[Bloc de texte]:

|---|

Un effet d’autant plus marqué lorsque les personnes concernées sont âgées, des femmes au foyer ou de catégorie sociale modeste. Conséquence soulignée par l’étude : les espaces verts municipaux contribueraient à promouvoir une équité sociale en matière de santé.

Economies pour la Sécurité sociale

Les diagnostics de santé corroborent ce ressenti : moindre prévalence des maladies cardiovasculaires, des troubles musculo-squelettiques, des problèmes respiratoires etc. A condition d’être à moins d’un kilomètre de l’espace vert.

En s’appuyant sur les données de la Sécurité sociale Nicolas Bouzou a pu évaluer l’économie réalisée par celle-ci si la densité d’espaces verts augmentait en moyenne de 10% dans un rayon de 1 km. Elle serait de 56 millions d’euros pour l’asthme et de 38 millions pour l’hypertension.

« 10% n’est pas une augmentation importante, remarque l’économiste. Et il faut ajouter les effets indirects : moins d’arrêts, plus de productivité ». Cet effet est naturellement plus important dans des espaces denses et pollués.

Autre effet bénéfique : les espaces verts favorisent la détente, apaisent les tensions, réduisent le stress. Ils facilitent aussi les rencontres, le sentiment d’appartenance. Autant d’éléments difficilement valorisables monétairement, mais dont les bénéfices sont évidents pour la collectivité.

|---|

[Données fournies]:
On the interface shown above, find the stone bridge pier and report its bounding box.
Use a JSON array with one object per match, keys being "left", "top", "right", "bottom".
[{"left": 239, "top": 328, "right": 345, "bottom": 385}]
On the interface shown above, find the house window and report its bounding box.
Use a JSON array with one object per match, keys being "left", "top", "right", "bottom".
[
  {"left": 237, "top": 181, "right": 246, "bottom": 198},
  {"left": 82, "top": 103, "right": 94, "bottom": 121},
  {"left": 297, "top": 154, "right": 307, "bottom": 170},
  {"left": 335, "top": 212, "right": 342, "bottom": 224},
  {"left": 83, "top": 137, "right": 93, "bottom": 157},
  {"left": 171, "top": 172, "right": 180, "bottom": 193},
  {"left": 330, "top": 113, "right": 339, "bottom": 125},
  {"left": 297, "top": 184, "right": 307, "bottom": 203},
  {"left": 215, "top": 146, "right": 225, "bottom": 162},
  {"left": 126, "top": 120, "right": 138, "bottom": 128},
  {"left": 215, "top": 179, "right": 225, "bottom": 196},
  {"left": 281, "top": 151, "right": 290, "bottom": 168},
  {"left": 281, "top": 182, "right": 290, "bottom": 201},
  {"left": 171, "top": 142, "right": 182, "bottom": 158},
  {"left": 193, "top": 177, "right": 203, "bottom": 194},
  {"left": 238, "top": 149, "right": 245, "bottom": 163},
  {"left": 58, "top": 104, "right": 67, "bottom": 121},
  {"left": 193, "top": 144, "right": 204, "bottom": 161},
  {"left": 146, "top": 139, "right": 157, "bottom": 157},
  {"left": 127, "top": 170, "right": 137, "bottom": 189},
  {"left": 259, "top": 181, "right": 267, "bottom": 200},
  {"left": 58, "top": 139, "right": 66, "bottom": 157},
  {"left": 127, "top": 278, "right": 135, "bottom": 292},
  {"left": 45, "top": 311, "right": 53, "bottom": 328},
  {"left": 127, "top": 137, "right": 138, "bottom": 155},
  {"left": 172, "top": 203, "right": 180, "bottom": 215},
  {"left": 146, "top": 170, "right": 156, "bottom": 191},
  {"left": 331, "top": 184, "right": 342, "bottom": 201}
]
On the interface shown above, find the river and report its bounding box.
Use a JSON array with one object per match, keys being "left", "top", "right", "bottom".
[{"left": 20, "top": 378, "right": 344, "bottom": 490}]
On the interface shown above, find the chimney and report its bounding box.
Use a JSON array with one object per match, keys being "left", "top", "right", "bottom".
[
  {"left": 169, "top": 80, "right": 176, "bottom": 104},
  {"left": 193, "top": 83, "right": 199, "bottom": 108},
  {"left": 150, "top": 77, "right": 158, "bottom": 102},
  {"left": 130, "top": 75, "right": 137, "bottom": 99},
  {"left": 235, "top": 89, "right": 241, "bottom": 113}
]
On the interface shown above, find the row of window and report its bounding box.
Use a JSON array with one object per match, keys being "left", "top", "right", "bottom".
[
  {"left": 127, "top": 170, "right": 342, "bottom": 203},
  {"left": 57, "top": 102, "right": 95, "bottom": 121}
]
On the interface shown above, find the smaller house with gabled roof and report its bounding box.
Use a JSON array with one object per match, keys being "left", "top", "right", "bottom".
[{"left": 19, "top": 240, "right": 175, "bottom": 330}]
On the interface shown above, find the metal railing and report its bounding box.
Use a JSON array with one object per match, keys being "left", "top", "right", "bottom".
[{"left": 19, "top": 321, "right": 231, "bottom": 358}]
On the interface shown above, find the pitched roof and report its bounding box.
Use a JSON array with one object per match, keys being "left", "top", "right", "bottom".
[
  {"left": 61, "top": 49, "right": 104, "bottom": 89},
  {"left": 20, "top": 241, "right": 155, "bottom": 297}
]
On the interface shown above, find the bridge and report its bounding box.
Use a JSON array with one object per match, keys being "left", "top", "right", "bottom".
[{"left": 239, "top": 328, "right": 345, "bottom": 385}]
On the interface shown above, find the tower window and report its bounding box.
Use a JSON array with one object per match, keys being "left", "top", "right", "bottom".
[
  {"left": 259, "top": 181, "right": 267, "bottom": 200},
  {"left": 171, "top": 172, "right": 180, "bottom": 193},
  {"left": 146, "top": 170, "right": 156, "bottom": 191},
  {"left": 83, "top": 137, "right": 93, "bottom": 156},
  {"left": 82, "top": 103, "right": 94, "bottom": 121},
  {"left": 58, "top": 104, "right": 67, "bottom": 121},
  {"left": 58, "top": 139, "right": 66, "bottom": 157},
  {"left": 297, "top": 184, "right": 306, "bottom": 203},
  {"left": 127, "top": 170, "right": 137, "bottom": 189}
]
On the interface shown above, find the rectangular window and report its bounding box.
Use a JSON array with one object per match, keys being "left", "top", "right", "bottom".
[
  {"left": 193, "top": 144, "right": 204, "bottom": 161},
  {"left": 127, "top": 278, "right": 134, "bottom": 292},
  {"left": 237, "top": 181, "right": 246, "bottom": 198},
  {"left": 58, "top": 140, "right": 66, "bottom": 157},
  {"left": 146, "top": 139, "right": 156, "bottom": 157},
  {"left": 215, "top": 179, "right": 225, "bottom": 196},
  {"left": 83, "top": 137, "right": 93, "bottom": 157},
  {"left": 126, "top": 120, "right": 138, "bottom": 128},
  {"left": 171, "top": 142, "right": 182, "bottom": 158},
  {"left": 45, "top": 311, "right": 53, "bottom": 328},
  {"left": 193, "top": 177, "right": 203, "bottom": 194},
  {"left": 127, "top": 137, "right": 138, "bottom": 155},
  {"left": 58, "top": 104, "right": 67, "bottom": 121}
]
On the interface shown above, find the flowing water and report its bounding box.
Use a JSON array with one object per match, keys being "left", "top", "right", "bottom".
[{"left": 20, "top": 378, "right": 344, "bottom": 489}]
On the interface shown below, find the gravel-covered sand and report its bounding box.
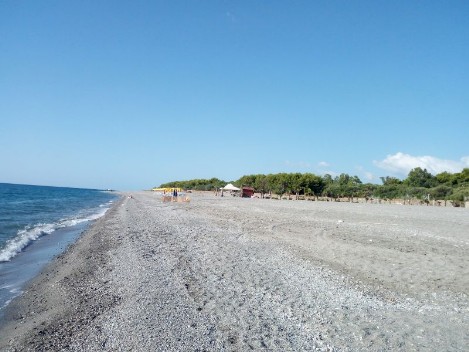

|---|

[À vous]:
Recopiez sans modification le passage du texte sur les espaces verts, en commençant par « En s’appuyant sur » et en allant jusqu'à « millions pour l’hypertension. ».

[Résultat de l'exercice]:
En s’appuyant sur les données de la Sécurité sociale Nicolas Bouzou a pu évaluer l’économie réalisée par celle-ci si la densité d’espaces verts augmentait en moyenne de 10% dans un rayon de 1 km. Elle serait de 56 millions d’euros pour l’asthme et de 38 millions pour l’hypertension.